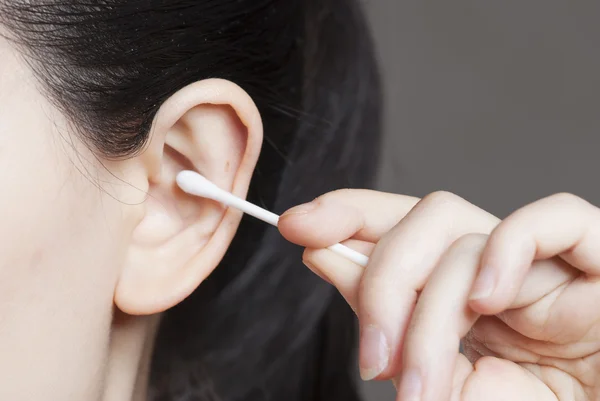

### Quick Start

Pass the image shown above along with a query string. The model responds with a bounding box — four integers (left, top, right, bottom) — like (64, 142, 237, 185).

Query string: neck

(102, 312, 160, 401)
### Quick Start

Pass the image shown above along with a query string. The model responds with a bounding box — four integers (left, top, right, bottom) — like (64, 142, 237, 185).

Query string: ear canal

(176, 170, 222, 200)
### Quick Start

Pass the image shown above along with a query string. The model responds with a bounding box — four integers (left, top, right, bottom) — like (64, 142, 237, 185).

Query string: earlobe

(114, 79, 263, 316)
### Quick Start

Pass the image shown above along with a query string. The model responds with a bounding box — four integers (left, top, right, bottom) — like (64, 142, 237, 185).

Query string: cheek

(0, 93, 125, 398)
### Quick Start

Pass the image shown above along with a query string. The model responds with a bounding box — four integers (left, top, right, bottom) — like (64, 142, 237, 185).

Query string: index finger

(278, 189, 420, 248)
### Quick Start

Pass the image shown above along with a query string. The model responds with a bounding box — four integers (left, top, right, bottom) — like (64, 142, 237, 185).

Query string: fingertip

(468, 298, 501, 315)
(470, 233, 537, 314)
(303, 246, 364, 314)
(468, 287, 512, 315)
(468, 264, 510, 315)
(278, 203, 318, 244)
(302, 257, 333, 285)
(469, 264, 496, 299)
(280, 202, 317, 219)
(279, 201, 364, 248)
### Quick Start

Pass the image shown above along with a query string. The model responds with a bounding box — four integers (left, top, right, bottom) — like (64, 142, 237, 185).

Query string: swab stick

(176, 170, 370, 267)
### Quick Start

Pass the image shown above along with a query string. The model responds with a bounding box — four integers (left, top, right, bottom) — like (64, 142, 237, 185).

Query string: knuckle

(358, 269, 406, 309)
(421, 190, 461, 209)
(358, 287, 409, 320)
(548, 192, 584, 206)
(318, 188, 361, 203)
(450, 233, 488, 252)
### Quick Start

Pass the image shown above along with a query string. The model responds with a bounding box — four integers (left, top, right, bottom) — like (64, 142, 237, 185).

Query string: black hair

(0, 1, 382, 400)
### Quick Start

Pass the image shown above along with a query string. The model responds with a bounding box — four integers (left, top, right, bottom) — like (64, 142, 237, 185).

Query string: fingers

(499, 276, 600, 347)
(468, 314, 600, 363)
(460, 357, 559, 401)
(465, 322, 586, 399)
(302, 239, 375, 310)
(505, 257, 575, 310)
(396, 234, 485, 401)
(427, 355, 557, 401)
(470, 193, 600, 315)
(449, 356, 474, 401)
(357, 192, 498, 380)
(398, 235, 560, 401)
(278, 189, 420, 248)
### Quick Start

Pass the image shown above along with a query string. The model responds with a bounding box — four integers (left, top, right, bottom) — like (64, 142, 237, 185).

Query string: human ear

(113, 79, 263, 315)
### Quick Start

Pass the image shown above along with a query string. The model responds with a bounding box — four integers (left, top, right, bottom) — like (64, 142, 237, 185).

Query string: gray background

(362, 2, 600, 400)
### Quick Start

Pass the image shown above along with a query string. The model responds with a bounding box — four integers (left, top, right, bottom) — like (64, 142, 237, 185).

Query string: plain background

(362, 1, 600, 400)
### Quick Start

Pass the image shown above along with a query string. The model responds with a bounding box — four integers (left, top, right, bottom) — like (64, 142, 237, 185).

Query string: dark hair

(1, 1, 382, 400)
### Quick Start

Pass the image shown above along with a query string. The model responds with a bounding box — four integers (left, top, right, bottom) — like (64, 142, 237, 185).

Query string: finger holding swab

(176, 170, 370, 267)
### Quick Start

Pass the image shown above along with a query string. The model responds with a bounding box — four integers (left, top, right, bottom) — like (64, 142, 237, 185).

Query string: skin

(4, 14, 600, 401)
(0, 35, 263, 400)
(279, 190, 600, 401)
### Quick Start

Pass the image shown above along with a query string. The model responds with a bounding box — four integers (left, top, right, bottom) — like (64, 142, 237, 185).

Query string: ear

(114, 79, 263, 315)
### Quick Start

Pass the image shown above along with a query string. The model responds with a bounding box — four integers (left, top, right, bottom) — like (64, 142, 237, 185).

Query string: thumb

(278, 189, 419, 248)
(278, 199, 364, 248)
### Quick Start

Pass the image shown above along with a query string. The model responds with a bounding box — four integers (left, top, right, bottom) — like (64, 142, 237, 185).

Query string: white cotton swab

(176, 170, 370, 267)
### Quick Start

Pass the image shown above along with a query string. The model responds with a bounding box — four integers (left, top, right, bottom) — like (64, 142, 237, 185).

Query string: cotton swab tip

(176, 170, 221, 199)
(176, 169, 371, 267)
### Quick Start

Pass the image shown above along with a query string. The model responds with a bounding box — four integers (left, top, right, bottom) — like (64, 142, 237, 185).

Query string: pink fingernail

(470, 265, 497, 301)
(281, 202, 316, 217)
(359, 325, 390, 381)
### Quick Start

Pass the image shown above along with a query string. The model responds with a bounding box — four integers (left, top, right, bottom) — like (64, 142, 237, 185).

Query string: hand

(279, 190, 600, 401)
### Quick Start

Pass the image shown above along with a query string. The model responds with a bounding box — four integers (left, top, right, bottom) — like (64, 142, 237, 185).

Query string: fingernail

(359, 325, 390, 381)
(302, 260, 332, 285)
(397, 369, 422, 401)
(470, 265, 497, 301)
(281, 202, 316, 217)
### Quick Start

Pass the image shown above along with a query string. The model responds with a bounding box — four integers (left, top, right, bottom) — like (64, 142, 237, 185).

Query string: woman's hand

(278, 190, 600, 401)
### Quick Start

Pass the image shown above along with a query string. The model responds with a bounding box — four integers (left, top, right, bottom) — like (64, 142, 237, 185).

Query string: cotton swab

(176, 170, 370, 267)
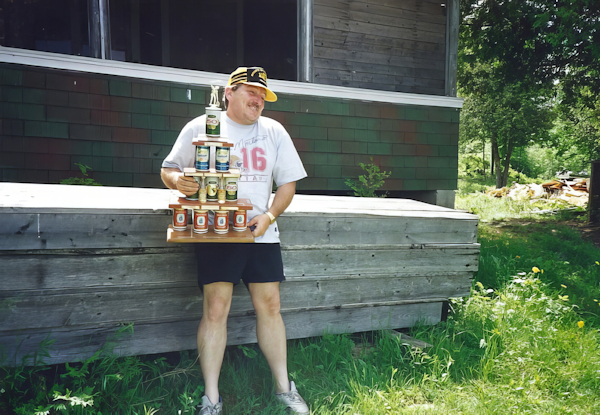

# # #

■ Work order: The pictures are not part of the copy. Retype everything else in the entries exactly.

■ Your response:
### Quick Start

Pass the image shown above along with a query string. The model responds with a bounding box — four integers (left, top, right, bottom) — like (64, 142, 237, 185).

Query string: neck

(102, 312, 160, 401)
### Quick Start

Pass the image shown above along with a query string. The model responds with a bounding box — four integers (left, top, right, bottom) — like (64, 142, 237, 185).

Query string: ear canal

(176, 170, 222, 200)
### Quick Start

Pass the image shown above along with a query string. The model responds with a bounding box — four integers (left, top, right, bottom) — like (64, 142, 237, 185).

Query string: earlobe

(114, 79, 263, 316)
### Quick Start

Pass the image shown above along with a query string. The model responds with a bounding box — four integers (left, top, right, bottom) — like (64, 142, 237, 185).

Query string: cheek

(0, 93, 125, 398)
### Quick Start

Pass the image shown above along with a query string. The model responds with a bounding box — four integers (left, top, right, bottom) — like (64, 142, 237, 185).

Query string: index finger

(278, 189, 420, 248)
### Quick Start

Pass the image shown above along with a query string. The model responds with a bounding box — four integers (left, top, right, bottom) — like (64, 142, 237, 185).

Query string: fingertip

(468, 298, 501, 315)
(470, 233, 537, 314)
(303, 246, 364, 314)
(468, 287, 512, 315)
(468, 264, 510, 315)
(278, 203, 318, 244)
(302, 257, 333, 285)
(469, 264, 496, 299)
(280, 202, 317, 219)
(279, 201, 364, 248)
### Quick Start

Pass the image shown above along with a query string. The model responds with a bounding box — four integers (left, top, right, bottom) — like (64, 142, 237, 185).

Query string: swab stick

(176, 170, 370, 267)
### Quick Start

Pass the image shown above along with a query string. The model responds with a bounding box — four integers (left, top, right, bottom) — like (64, 142, 237, 185).

Query string: knuckle

(358, 269, 406, 309)
(421, 190, 461, 209)
(358, 287, 409, 320)
(548, 192, 584, 206)
(318, 188, 361, 203)
(450, 233, 488, 252)
### Quick Start

Pass the image shown above along with a query string. The model responds with a bounding box — four integers (left, top, right, bottom) — like (64, 142, 237, 185).

Query string: black hair

(0, 1, 382, 400)
### Quick Start

Pass the image shown above along with a query string. The model responds with a bounding box — four integers (left, top, right, bottom) — like (64, 142, 237, 185).

Query string: fingers

(499, 276, 600, 347)
(468, 314, 600, 363)
(460, 357, 559, 401)
(465, 322, 586, 399)
(302, 239, 375, 310)
(505, 257, 575, 310)
(396, 234, 485, 401)
(427, 355, 557, 401)
(470, 193, 600, 315)
(449, 356, 474, 401)
(357, 192, 498, 380)
(398, 235, 560, 401)
(278, 189, 420, 248)
### Quick Start

Pass the image shown above along with a query string. The model responds with a bounding box — four integers (left, top, right, bottom) — like (64, 142, 237, 185).

Query string: human ear

(113, 79, 263, 315)
### Quick Start

Pass the image shown above along with a query string. The model responds with a bounding box — four integers (left, top, right, bottom) — like (64, 142, 237, 185).

Query string: gray background

(362, 2, 600, 400)
### Quick Start

Pass the image shown above along with a query string. The model responds with a bounding box — four integers (left, top, right, bottom) — like (64, 142, 237, 185).

Query string: plain background

(362, 1, 600, 400)
### Quick Start

Pass the image shown above along with a query string. The model responds with a bounding box — four integers (left, top, right, bottom) — like (64, 142, 237, 185).

Query string: dark hair

(1, 1, 382, 400)
### Quick Start

Pass the image shown above along with a query string. The model responds with a bounding box — four integers (left, top, right, bottom) — like (64, 142, 237, 185).

Query string: finger holding swab

(176, 170, 370, 267)
### Quick Start

Pass the image shown above along with a query string. The model responds with a bounding box — four integers (left, top, right, bottom) — like (64, 142, 237, 185).

Query string: skin

(4, 14, 600, 401)
(0, 35, 263, 400)
(279, 190, 600, 401)
### Quick Start

Pass the image shown above along with a query string. The model responds with a bounding box — four integers (left, top, right, bottom) — like (64, 142, 237, 185).

Query string: ear

(114, 79, 263, 315)
### Quick Start

Pass the image shown above along with a query string. The model responds with a bounding box — four integers (left, top, right, bottom) — like (64, 142, 237, 185).

Query string: thumb

(278, 189, 419, 248)
(278, 199, 364, 248)
### Quick Start

Pass the image shown above along with a query string. The model responds with a bounding box — four integers (left, top, right, bottom) — like (64, 142, 237, 185).

Query string: white cotton swab

(176, 170, 370, 267)
### Quick Start

Pass the image shown above along with a query string. The model responds with a bounding box — four integers (left, top, right, bottom) — like (64, 142, 237, 185).

Query string: cotton swab tip

(176, 170, 221, 199)
(176, 169, 371, 267)
### Quick Start

Pass the image shown above along with a query string. The model responds with a bounding box — four integers (left, top, right, bottom) — like (64, 142, 237, 185).

Query string: pink fingernail

(470, 265, 497, 301)
(281, 202, 316, 217)
(359, 325, 390, 381)
### Quick Start

Pass the image shown above along with a query string. The model responds with a bounding box — four integers (left, top, right, bottom) — like (64, 142, 237, 185).

Query string: hand

(279, 190, 600, 401)
### Quick Start

Pass the image shown above along with a query string. The model responds with a bounding box — four integers (left, top, right, bottom) — like (64, 142, 237, 185).

Query string: fingernail

(359, 325, 390, 381)
(302, 260, 332, 285)
(397, 369, 422, 401)
(470, 265, 497, 301)
(281, 202, 316, 217)
### Quick Start

Pass the image shown above along with a query string. The model responds with a bounding box — four integers (left, top, right, bottom) — like (64, 142, 237, 185).

Query string: woman's hand

(278, 190, 600, 401)
### Quick Start

Pass the image shown above along with a query string. The model responds with a bounding box — four integers (left, top, right, bottom) — like (64, 142, 237, 185).

Query string: cotton swab

(176, 170, 370, 267)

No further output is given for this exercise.